Provided records ->
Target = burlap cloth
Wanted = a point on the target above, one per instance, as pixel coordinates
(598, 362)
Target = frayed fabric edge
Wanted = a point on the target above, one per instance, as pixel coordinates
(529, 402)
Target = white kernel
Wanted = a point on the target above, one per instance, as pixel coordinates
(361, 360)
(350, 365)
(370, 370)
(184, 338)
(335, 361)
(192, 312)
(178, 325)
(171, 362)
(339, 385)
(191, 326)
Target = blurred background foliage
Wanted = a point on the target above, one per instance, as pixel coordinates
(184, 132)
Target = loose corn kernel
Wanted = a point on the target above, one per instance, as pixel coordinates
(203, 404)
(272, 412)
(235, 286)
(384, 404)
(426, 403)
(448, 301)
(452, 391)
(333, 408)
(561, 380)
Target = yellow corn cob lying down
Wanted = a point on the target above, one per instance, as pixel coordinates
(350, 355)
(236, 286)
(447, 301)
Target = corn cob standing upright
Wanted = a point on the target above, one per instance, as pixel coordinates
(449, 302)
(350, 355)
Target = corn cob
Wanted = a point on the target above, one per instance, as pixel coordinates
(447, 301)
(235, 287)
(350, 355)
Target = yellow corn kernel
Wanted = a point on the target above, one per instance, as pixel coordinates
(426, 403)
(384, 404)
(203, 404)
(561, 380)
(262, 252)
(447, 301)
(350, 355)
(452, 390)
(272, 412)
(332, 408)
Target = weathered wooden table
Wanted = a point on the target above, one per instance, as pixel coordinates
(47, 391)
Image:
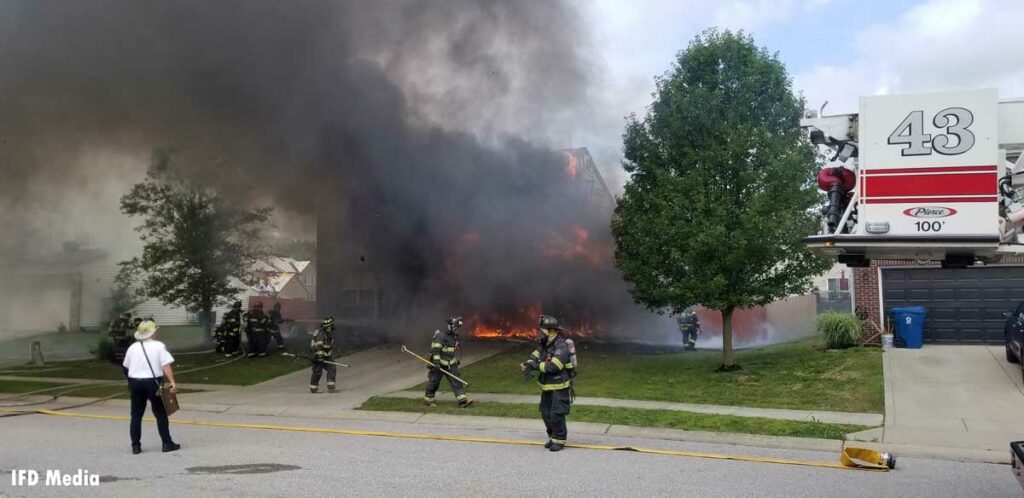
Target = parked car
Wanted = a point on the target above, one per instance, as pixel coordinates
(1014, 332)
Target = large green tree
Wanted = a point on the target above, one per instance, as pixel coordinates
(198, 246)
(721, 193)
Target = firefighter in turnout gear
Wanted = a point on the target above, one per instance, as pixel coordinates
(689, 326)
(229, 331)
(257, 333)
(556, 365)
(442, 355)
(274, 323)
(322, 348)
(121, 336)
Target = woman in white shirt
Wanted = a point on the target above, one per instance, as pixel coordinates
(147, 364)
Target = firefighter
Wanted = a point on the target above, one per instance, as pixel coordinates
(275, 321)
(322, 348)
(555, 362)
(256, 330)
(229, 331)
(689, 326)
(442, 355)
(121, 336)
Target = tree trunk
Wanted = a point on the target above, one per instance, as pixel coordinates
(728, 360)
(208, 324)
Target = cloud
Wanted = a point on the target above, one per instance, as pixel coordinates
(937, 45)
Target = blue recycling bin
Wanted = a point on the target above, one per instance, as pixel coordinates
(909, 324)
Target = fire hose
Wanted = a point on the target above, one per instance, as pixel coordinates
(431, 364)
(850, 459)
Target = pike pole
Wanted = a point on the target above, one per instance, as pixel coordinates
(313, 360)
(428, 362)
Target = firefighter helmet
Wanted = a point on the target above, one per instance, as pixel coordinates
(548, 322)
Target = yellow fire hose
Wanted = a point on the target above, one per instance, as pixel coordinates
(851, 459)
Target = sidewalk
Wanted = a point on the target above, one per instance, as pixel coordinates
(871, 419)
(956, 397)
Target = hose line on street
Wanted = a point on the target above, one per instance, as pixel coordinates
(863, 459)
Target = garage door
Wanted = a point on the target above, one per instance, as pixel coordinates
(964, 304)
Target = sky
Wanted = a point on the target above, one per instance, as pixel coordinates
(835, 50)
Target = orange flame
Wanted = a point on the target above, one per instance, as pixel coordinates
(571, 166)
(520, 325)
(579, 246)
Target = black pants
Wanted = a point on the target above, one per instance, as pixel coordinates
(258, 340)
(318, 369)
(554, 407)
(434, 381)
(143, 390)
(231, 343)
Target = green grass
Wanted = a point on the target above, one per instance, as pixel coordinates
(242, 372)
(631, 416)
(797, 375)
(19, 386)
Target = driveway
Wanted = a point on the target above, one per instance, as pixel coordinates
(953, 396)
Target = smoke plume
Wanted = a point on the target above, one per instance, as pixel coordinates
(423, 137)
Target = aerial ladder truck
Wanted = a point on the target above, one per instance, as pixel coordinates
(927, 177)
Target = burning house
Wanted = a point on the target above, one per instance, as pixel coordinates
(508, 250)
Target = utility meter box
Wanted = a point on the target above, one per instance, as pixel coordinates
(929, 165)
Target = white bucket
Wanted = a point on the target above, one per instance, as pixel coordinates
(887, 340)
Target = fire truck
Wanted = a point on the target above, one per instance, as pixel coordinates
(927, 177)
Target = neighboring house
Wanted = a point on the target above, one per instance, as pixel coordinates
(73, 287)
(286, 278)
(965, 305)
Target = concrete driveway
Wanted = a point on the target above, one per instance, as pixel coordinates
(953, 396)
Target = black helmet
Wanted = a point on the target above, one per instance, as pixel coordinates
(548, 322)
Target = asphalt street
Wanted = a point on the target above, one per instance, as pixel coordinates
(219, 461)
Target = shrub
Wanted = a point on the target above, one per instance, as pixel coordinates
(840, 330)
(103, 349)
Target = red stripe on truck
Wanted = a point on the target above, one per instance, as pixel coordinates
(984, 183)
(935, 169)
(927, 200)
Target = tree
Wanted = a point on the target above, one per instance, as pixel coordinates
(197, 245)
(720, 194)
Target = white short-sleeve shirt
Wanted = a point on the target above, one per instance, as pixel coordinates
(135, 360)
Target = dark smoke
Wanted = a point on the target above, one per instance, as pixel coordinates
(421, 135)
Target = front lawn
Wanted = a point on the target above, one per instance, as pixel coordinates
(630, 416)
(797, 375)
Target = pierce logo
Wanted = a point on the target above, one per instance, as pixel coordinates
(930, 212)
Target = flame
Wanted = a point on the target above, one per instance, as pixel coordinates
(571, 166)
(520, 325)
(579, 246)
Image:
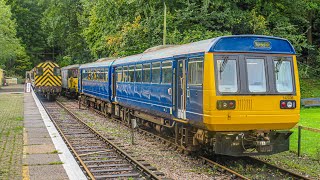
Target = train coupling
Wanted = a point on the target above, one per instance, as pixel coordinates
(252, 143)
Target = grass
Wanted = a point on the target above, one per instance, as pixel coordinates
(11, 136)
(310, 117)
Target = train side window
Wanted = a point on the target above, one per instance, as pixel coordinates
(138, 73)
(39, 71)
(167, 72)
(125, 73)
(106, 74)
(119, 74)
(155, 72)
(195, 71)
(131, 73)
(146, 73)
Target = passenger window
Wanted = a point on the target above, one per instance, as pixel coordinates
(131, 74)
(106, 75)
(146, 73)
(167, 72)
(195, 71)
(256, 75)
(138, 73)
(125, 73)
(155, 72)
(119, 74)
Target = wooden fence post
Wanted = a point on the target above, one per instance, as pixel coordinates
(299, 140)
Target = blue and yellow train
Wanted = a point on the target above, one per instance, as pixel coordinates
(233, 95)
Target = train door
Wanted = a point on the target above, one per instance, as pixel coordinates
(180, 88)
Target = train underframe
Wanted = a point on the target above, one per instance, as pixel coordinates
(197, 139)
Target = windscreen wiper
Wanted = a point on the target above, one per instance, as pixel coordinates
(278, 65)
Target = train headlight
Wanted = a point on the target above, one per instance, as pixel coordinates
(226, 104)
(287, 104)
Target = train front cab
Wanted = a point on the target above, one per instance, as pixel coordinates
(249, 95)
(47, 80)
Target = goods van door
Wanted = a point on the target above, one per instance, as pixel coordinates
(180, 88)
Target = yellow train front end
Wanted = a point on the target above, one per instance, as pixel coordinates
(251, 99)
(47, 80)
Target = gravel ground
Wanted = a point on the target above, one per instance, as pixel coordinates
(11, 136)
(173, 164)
---
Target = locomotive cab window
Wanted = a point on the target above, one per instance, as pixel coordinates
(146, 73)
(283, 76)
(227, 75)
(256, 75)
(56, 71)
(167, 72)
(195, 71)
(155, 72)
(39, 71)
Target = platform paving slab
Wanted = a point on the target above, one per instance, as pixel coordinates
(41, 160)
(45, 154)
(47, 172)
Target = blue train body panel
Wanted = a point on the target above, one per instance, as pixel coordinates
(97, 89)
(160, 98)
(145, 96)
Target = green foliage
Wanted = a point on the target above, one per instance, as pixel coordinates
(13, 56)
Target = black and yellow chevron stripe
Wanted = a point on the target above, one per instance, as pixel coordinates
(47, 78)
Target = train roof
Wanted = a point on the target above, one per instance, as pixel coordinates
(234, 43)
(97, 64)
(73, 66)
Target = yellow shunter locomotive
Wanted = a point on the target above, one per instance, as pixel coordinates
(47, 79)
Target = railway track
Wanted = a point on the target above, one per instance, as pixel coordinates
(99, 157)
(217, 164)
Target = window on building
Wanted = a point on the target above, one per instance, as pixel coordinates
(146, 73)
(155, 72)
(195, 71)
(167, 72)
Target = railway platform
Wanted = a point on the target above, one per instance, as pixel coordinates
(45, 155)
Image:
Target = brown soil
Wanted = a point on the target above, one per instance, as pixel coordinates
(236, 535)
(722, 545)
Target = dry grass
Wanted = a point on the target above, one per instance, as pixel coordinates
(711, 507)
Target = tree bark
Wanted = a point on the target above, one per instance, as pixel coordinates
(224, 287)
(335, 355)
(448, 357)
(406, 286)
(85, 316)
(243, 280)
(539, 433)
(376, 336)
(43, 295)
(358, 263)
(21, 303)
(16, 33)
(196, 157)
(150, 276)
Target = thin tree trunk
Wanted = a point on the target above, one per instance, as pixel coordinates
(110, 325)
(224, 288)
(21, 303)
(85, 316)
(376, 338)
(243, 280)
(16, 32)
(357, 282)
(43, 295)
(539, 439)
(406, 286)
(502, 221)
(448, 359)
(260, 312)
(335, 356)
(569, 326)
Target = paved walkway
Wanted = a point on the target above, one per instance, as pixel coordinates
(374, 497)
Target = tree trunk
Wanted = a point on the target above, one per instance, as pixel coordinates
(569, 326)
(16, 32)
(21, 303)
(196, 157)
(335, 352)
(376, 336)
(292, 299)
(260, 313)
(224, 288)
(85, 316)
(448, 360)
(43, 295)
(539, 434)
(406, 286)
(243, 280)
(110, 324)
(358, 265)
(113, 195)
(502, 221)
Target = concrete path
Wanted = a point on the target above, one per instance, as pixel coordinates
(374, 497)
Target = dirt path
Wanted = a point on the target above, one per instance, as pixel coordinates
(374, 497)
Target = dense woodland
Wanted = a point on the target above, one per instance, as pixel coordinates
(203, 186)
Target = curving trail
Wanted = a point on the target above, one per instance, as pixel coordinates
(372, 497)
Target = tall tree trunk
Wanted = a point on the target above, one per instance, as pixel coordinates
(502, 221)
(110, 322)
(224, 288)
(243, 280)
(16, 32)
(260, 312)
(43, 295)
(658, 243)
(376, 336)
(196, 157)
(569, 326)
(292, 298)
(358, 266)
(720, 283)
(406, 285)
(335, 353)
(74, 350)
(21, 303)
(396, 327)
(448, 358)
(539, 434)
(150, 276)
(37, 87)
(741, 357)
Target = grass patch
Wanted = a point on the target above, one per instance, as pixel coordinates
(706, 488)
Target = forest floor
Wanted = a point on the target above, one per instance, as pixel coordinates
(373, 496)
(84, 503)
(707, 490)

Exercise prompt ->
Restate word for word the lines of the data above, starting at the line containing "Target = burlap cloth" and ending at the line containing "Target = yellow corn cob lying down", both included, and nothing more.

Output of the task ->
Target = burlap cloth
Wanted = a point on the target above, one per instance, as pixel coordinates
(598, 362)
Target = frayed fabric edge
Wanted = a point on the target above, one per instance, as pixel coordinates
(529, 402)
Target = white kernel
Wanted = a point on the target above, one per instance, as pixel coordinates
(361, 360)
(350, 365)
(370, 370)
(184, 338)
(335, 361)
(192, 312)
(178, 325)
(171, 362)
(339, 385)
(191, 326)
Target = blurred background foliage
Wanted = a point on the target above, one per instance, as pixel coordinates
(184, 132)
Target = loose corn kernel
Wanted = a point on the target above, one per instance, as pixel coordinates
(203, 404)
(272, 412)
(235, 286)
(384, 404)
(426, 403)
(448, 301)
(452, 391)
(333, 408)
(561, 380)
Target = yellow corn cob lying down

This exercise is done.